DAFTAR TUGAS:
A – Menurut teks tentang arti penting pers dalam komunikasi, apa unsur yang paling penting dalam sistem pers?
B – Lanjutkan teks tentang arti penting pers dalam komunikasi setelah kalimat terakhir yang ditampilkan.

━━━━━ KUTIPAN TEKS

A.
Arti
Penting Pers Dalam Komunikasi
Sistem pers
adalah subsistem dari sistem komunikasi. Unsur yang paling penting dalam sistem
pers adalah media massa. Media massa menjalankan fungsi untuk mempengaruhi
sikap dan perilaku masyarakat. Melalui media, masyarakat dapat menyetujui atau
menolak kebijakan pemerintah. Bahkan , dengan adanya media pula berbagai
inovasi atau pembaruan bisa dilaksanakan oleh masyarakat. Inilah peran pentingnya pers. Marshall Mc Luhan menyebutkannya sebagai the extension of man (media
adalah ekstensi manusia). Media adalah perpanjangan dan perluasan dari
kemampuan jasmani dan rohani manusia (F. Rachmadi, 1990). Keinginan, aspirasi,
pendapat, sikap perasaan manusia bisa disebarluaskan melalui pers.
Wilbur Schramm
(1973), tak bisa dipungkiri pula bagi masyarakat, pers bisa dianggap sebagai
pengamat, forum, dan guru (watcher, forum dan teacher). Maksudnya adalah setiap
hari pers memberikan laporan, ulasan mengenai kejadian, menyediakan tempat
untuk masyarakat mengeluarkan pendapat secara tertulis dan turut mewariskan
nilai-nilai ke masyarakat dari generasi ke generasi.

━━━━━━━━━━
━━━━━ CUPLIKAN ENTRI

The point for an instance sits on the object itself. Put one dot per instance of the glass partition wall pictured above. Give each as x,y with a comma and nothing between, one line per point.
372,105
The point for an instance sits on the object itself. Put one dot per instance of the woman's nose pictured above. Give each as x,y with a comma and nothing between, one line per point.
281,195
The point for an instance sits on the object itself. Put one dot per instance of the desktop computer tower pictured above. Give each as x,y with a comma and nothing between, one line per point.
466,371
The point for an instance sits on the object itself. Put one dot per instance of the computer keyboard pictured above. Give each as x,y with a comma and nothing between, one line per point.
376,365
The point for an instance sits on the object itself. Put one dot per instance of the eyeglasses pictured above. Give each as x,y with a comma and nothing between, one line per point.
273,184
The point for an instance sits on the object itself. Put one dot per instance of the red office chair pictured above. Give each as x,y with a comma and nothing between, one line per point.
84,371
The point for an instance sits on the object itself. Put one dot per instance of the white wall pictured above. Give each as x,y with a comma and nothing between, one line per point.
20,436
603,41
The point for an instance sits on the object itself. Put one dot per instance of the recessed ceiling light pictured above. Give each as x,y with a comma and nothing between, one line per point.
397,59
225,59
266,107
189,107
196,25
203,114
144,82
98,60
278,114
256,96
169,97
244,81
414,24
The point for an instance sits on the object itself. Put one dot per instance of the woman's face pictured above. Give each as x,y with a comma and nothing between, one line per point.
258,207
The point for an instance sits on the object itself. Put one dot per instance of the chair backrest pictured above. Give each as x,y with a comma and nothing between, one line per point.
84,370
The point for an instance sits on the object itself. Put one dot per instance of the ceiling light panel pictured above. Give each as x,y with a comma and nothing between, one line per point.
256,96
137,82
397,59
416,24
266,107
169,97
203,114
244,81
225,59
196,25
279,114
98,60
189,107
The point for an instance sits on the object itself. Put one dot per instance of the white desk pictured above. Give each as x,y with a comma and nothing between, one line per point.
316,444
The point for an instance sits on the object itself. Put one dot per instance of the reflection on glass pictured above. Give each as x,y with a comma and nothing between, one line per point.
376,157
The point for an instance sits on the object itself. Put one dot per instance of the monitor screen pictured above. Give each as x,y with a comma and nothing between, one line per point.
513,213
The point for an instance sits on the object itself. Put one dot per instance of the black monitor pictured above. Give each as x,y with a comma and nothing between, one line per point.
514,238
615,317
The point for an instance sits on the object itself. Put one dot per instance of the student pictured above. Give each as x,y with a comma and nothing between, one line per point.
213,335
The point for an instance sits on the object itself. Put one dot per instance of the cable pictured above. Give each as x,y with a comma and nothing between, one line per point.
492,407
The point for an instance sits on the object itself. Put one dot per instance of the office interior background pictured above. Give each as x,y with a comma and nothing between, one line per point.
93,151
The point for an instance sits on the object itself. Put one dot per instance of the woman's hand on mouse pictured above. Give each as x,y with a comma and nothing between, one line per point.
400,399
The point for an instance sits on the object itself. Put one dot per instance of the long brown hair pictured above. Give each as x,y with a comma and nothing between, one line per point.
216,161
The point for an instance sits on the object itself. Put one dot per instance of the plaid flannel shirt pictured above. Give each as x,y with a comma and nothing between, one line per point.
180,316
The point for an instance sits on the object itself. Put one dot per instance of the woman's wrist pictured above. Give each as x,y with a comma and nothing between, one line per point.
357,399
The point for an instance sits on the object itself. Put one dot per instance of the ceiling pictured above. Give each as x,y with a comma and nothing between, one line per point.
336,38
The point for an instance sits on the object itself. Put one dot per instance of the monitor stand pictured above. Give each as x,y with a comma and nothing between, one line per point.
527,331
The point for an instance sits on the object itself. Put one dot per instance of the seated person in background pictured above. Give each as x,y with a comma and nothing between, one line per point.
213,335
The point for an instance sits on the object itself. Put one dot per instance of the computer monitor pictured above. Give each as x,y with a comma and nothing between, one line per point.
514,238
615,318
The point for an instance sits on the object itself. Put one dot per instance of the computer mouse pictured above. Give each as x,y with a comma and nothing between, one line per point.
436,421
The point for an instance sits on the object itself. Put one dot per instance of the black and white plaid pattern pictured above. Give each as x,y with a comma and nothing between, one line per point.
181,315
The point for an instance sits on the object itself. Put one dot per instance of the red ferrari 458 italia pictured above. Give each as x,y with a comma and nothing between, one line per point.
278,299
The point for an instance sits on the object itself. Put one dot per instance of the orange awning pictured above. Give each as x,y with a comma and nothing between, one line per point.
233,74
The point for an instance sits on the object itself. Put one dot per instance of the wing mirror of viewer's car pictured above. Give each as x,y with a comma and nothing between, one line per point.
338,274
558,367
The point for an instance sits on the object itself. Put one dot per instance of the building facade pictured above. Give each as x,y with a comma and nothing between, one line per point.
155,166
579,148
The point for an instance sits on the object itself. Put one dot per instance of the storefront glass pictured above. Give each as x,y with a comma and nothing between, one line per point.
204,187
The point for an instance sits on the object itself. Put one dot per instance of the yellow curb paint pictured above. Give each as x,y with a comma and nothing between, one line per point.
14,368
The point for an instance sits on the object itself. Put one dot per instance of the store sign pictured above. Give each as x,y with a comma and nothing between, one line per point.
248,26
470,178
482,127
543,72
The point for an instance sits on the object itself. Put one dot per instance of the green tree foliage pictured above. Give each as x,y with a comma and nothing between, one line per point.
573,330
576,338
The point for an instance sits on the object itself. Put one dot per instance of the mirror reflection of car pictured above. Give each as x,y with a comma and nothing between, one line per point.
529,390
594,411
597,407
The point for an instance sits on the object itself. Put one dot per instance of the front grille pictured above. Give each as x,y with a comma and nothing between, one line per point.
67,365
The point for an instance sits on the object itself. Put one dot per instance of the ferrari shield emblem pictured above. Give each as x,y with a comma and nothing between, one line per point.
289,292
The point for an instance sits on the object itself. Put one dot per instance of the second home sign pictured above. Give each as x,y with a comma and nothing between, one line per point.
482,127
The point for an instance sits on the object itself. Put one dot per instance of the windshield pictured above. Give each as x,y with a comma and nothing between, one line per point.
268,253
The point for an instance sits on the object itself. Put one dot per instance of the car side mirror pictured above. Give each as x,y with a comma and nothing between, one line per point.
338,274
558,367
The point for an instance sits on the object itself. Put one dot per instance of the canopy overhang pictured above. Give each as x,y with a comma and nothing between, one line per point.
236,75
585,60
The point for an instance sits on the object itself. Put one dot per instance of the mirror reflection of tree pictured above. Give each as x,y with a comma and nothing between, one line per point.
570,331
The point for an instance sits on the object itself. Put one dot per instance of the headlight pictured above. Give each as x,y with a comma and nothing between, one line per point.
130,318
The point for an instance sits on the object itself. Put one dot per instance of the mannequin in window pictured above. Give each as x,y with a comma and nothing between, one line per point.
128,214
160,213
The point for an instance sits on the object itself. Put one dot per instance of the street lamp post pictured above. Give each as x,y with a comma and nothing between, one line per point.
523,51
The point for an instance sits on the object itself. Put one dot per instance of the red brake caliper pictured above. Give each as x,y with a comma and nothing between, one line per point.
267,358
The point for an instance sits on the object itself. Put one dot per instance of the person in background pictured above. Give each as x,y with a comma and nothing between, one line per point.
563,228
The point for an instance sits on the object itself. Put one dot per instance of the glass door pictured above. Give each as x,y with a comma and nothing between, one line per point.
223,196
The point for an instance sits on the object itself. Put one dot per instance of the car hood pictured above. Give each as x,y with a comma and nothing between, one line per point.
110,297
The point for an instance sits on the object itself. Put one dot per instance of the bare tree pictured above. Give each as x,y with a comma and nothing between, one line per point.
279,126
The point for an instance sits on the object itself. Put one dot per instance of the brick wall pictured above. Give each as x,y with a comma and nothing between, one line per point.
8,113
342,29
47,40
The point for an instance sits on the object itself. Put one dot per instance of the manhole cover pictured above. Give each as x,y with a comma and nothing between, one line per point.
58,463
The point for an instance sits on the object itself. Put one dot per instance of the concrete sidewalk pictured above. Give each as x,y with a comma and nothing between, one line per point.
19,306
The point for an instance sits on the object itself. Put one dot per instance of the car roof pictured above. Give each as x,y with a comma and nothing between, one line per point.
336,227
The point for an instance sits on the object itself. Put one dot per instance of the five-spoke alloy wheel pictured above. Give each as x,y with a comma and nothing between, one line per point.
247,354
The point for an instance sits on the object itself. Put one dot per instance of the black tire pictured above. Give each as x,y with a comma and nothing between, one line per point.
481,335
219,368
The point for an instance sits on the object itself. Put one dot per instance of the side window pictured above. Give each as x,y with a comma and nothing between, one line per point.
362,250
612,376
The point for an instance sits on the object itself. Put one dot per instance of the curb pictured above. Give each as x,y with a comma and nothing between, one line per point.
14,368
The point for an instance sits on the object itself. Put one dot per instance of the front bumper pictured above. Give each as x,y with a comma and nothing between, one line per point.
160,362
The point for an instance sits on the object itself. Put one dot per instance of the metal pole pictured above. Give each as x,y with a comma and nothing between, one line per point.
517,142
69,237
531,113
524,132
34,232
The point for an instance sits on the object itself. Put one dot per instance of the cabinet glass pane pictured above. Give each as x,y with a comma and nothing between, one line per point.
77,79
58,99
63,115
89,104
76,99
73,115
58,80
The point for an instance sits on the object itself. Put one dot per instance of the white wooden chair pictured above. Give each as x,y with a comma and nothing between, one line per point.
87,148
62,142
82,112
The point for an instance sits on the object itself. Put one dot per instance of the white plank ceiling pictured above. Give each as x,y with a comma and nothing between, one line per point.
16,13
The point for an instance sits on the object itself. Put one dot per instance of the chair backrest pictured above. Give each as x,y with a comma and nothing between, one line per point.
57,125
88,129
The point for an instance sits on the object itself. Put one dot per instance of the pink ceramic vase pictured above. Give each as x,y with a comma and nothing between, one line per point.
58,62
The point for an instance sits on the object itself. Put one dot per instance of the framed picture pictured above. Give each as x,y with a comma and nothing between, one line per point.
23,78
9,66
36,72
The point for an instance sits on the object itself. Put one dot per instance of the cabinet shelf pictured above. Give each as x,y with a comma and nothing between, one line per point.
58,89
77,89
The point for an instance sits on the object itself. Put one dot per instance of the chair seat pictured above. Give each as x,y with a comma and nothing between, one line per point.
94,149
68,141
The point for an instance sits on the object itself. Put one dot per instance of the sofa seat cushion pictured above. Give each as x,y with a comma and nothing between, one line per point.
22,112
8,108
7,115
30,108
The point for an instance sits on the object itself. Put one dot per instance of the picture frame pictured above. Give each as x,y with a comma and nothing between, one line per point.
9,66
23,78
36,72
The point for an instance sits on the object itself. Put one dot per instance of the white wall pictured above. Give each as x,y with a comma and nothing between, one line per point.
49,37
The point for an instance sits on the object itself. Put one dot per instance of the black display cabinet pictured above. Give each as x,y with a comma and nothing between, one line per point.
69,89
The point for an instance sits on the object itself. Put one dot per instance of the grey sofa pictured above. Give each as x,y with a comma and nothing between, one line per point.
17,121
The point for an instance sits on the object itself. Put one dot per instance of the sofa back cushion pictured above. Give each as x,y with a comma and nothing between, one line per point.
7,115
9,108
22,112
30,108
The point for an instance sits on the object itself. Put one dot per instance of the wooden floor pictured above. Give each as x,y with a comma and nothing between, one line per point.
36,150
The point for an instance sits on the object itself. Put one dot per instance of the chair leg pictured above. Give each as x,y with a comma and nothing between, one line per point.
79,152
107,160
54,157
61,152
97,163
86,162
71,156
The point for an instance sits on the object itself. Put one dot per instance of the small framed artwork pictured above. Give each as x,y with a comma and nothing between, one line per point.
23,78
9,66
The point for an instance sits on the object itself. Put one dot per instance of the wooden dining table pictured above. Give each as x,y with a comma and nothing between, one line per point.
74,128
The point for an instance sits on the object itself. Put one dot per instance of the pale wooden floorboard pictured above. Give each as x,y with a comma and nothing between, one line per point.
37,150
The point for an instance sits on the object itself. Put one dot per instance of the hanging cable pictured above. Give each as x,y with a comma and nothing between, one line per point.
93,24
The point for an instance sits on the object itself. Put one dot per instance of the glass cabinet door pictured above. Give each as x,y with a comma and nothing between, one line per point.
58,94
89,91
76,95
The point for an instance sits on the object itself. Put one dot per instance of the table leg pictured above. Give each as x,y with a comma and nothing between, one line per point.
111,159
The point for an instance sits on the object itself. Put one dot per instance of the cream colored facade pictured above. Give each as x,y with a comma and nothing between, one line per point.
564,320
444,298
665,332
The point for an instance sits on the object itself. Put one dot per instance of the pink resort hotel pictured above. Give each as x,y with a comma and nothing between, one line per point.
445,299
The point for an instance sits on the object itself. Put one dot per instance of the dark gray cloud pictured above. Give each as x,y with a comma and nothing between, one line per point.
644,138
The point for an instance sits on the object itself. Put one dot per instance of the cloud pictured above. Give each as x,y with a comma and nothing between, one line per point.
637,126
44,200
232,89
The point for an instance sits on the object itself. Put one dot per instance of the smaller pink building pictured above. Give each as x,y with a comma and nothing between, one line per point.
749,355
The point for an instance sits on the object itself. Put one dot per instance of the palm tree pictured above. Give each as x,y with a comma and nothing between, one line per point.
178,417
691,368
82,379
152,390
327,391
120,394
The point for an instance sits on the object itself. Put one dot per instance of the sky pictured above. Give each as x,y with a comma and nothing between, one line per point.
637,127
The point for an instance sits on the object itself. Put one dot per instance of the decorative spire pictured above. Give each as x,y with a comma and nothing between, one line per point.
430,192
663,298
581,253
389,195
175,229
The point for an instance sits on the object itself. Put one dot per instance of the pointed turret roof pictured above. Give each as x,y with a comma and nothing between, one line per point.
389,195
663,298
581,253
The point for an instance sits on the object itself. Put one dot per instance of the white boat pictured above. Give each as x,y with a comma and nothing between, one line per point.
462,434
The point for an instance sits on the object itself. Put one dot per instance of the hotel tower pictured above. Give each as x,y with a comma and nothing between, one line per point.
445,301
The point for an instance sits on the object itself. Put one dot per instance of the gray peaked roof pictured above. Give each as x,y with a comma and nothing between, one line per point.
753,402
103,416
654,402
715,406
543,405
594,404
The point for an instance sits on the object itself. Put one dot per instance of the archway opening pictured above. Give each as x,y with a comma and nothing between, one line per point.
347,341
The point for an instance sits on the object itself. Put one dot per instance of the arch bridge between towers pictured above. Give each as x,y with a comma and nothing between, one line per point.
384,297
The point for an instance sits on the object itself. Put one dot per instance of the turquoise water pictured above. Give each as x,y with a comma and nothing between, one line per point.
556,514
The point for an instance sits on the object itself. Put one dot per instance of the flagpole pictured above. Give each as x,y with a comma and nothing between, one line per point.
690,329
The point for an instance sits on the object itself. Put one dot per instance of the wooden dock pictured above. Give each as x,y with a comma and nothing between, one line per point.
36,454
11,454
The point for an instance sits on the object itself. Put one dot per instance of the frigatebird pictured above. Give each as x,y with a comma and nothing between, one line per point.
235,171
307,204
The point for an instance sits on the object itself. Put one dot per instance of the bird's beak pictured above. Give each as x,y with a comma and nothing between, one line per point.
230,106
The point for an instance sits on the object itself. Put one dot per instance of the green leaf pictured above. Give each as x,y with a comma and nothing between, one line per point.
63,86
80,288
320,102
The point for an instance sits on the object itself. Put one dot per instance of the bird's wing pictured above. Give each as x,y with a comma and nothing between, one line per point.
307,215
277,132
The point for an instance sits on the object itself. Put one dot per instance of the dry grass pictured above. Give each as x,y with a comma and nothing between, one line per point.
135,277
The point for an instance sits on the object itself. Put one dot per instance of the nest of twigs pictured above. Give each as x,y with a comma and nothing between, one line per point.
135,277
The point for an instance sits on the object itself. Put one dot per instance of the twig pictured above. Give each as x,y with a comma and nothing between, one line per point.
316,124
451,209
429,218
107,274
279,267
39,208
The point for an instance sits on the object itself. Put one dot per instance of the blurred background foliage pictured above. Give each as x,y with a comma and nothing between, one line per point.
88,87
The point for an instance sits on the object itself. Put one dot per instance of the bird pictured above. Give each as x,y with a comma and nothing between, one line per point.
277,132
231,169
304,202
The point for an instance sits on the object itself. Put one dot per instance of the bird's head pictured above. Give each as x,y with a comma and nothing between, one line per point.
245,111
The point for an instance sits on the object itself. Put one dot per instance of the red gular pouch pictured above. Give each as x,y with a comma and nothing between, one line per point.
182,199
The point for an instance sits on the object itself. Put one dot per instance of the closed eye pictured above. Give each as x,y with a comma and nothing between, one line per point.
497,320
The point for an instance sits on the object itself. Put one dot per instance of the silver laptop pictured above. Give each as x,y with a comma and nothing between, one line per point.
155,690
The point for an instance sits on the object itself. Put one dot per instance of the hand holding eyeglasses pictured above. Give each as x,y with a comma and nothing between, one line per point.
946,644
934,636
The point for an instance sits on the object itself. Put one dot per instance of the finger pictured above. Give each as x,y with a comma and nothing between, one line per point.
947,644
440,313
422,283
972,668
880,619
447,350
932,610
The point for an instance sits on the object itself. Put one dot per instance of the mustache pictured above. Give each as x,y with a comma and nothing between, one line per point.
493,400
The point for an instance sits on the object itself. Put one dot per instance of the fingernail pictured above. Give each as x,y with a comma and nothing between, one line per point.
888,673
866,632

━━━━━━━━━━

HASIL PER TUGAS:
A – Media massa.

B –
Pers memiliki
dua sisi kedudukan, yaitu :
·
Sebagai
medium komunikasi yang tertua dibanding medium yang lain.
·
Pers
sebagai lembaga kemasyarakatan atau institusi sosial merupakan bagian integral
dari masyarakat dan bukan merupakan unsur asing atau terpisah (Rachmadi,1990).
Arti penting
pers di Indonesia adalah :
1.
menjadi
salah satu unsur sistem komunikasi. Tidak bekerjanya unsur ini maka akan
mempengaruhi kinerja sistem komunikasi. Pers menjadi perangkai bagian unsur
sistem komunikasi dalam satu kebulatan utuh dan padu (wholism).
2.
tujuan
pers juga menjadi tujuan sistem komunikasi itu sendiri. Jika sistem komunikasi
mempunyai tujuan mengurangi ketidakpastian dalam pembuatan keputusan, maka
melalui pers semua itu bisa diatasi.
3.
pers
adalah unsur pengolah data, peristiwa, ide atau gabungan ketiganya menjadi
sebuah keluaran atau output ke dalam sistem komunikasi. Artinya, Berbagai
informasi yang diolah lewat media menjadi hasil yang berguna bagi proses
keluaran atau output sistem komunikasi.
B.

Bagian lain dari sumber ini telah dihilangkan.